GIVEN PASSAGE =
Sun, 16 Mar 2003 18:37:11 -0500
Elliot J. Fishman
Searching: FISHMAN
Other names: SCHWARTZ
Dear Sir:
I am looking for any information on the FISHMAN family. My grandfather Jacob Fishman was the son of Lazer Fishman. He was born around 1879 and lived in the Bialystok area. Just before the turn of the century, he married Esther Zeld Schwartz and then emigrated to the United States. I would appreciate any information you might be able to give me on my ancestors. Thank you for your times and assistance.

Elliot Fishman

Sun, 16 Mar 2003
Tilford Bartman
Searching: PLEBAN
Rachel Pleban.is in the survivors from Bialystok list. Her family owned one of the leather factories in Zabludow. She is an Auschwitz survivor and still lives in Israel. I've heard that she goes to Zabludow several times to visit a Polish Family there. I've once spoke to her nephew Shlomo Pleban who is an Israeli living in California. I think he grew up on Kibbutz Metzer. I'd like to speak to Rachel Pleban but I haven't been able to find her address.
Tilford Bartm

From Martin Gold
Searching: GOLD
Other Surnames: BREWDA, GILCHENSKI
Date: Mon, 10 Mar 2003 23:09:14 -0500
My son is going to Russia and Bialystok, Poland in April and would like to Research my father's family. We are not sure where to start. We hope there is a Jewish community guide there that will be able to help when he arrives. Here is some background.

My father Morris Gold arrived in the US in 1938 and settled in Atlanta. He had 2 uncles here, Meyer Gold who lived in North Georgia, and Charlie Gold who lived in Miami. His father was Tevel (Tuvia) Gold, born approx. 1881, who I believe was in a candy store business in Bialystok. His mother and father were Ezriel and Malkie Gold. I believe we have a picture of the gravestone of Malkie Gold.

My fa's mother was Alta BREWDA Gold, and her parents were Solomon and Malkie Brewda. My father had one sister named Cyral. She married after dadleft and I do not know her married name.

Other relatives were named Gilchenski(?). A doctor GILCHENSKI married a lady from Australia and moved to Melbourne. He changed his name to Gill but he died in late 1950s. His wife's name was Esther, who we were in touch with up until the late 1980s.
Any help would be greatly appreciated.
Martin Gold
Charleston, SC

 Message to JewishGen Email Exchange Group

Date: Wed, 03 May 2000
Wrom: KSTTZRCLBDXRQBGJ

Subject: Searching: REFITKIES / RAFITKES...

WRITTEN INSTRUCTION = From the family search posts, reproduce word for word the stretch that begins with "Other relatives were" and ends with "the late 1980s.".

SUPPLIED MATERIAL =
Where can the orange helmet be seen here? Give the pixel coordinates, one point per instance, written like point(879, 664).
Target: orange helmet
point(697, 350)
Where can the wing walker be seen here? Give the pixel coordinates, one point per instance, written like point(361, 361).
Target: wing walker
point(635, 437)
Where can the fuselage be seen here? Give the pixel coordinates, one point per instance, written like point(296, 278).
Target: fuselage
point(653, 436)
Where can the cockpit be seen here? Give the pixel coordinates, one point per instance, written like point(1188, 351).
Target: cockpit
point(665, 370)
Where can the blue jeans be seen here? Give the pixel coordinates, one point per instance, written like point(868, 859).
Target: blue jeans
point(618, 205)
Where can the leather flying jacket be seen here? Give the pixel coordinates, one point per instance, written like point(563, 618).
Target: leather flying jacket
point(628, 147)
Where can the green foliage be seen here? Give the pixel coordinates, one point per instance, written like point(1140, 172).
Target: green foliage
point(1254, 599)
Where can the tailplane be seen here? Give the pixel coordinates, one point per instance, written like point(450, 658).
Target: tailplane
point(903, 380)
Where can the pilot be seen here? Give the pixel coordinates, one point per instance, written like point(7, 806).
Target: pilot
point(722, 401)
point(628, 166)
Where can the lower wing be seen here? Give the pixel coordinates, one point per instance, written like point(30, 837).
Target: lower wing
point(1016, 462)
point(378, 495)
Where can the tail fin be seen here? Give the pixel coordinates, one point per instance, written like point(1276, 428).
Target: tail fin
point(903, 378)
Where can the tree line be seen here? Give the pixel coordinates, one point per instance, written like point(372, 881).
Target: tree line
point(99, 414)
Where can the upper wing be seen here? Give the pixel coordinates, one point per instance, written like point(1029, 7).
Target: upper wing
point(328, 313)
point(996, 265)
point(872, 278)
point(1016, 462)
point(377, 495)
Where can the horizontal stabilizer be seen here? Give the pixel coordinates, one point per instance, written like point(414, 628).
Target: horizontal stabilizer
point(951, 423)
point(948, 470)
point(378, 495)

COMPLETE ANSWER =
Other relatives were named Gilchenski(?). A doctor GILCHENSKI married a lady from Australia and moved to Melbourne. He changed his name to Gill but he died in late 1950s. His wife's name was Esther, who we were in touch with up until the late 1980s.